* [Excerpt]
SECURITIES AND EXCHANGE COMMISSION

WASHINGTON, D.C. 20549

 

 

 

FORM 8-K

 

 

 

CURRENT REPORT

Pursuant to Section 13 or 15(d) of the Securities Exchange Act of 1934

 

Date of Report (Date of earliest event reported): February 16, 2023

 

 

 

PARTS iD, Inc.

(Exact name of Registrant as Specified in Its Charter)

 

 

 

Delaware   001-38296   81-3674868
(State or Other Jurisdiction
of Incorporation)
  (Commission File Number)   (IRS Employer
Identification No.)

 

1 Corporate Drive

Suite C

Cranbury, New Jersey 08512

(Address of Principal Executive Offices, including Zip Code)

 

(609) 642-4700

(Registrant’s Telephone Number, Including Area Code)

 

 

 

Check the appropriate box below if the Form 8-K filing is intended to simultaneously satisfy the filing obligation of the registrant under any of the following provisions (see General Instructions A.2. below):

 

Written communications pursuant to Rule 425 under the Securities Act (17 CFR 230.425)
   
Soliciting material pursuant to Rule 14a-12 under the Exchange Act (17 CFR 240.14a-12)
   
Pre-commencement communications pursuant to Rule 14d-2(b) under the Exchange Act (17 CFR 240.14d-2(b))
   
Pre-commencement communications pursuant to Rule 13e-4(c) under the Exchange Act (17 CFR 240.13e-4(c))

 

Securities registered pursuant to Section 12(b) of the Act:

 

Title of each class   Trading Symbol   Name of exchange on which
registered
Class A Common Stock   ID   NYSE American

 

Indicate by check mark whether the registrant is an emerging growth company as defined in Rule 405 of the Securities Act of 1933 (§ 230.405 of this chapter) or Rule 12b-2 of the Securities Exchange Act of 1934 (§ 240.12b-2 of this chapter).

 

Emerging growth company

 

If an emerging growth company, indicate by check mark if the registrant has elected not to use the extended transition period for complying with any new or revised financial accounting standards provided pursuant to Section 13(a) of the Exchange Act.

 

 

 

 

 

 

Item 1.01. Entry Into a Material Definitive Agreement.

* [Your task] Rewrite the Form 8-K cover page starting at "Pursuant to Section 13 or" and ending at "PARTS iD, Inc.", putting "February 17, 2023" in place of "February 16, 2023". The lines after this Form 8-K cover page have nothing to do with it.

* [Source material]
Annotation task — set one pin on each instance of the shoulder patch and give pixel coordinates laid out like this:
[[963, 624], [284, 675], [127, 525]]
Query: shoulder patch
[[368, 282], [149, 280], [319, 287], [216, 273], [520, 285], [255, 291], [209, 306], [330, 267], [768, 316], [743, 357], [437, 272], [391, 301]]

* [Correct result]
Pursuant to Section 13 or 15(d) of the Securities Exchange Act of 1934

 

Date of Report (Date of earliest event reported): February 17, 2023

 

 

 

PARTS iD, Inc.